··· RECORDS FOR THIS EXERCISE ···

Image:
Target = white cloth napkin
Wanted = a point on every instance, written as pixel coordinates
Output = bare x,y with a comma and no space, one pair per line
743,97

···
··· RECORDS FOR THIS EXERCISE ···

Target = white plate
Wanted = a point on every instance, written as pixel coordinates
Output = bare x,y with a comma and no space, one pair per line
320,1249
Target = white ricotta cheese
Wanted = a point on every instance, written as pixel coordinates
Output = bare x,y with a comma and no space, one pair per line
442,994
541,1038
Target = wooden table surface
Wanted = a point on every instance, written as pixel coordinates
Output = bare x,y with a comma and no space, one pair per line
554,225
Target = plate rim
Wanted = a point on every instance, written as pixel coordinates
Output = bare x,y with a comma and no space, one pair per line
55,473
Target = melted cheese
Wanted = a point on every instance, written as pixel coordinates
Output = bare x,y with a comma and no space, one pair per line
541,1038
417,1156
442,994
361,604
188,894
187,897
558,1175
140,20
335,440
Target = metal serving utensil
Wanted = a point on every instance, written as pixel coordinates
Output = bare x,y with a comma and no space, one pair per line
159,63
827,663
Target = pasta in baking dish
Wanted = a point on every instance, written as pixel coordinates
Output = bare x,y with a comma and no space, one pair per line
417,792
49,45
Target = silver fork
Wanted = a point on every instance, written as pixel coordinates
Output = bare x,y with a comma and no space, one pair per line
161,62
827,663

···

» WHAT IS EXPECTED:
How many lines in the entries above contain the string "white", matched with case sensitivity? Give only the number.

» SOLUTION FOR THIS PROBLEM:
3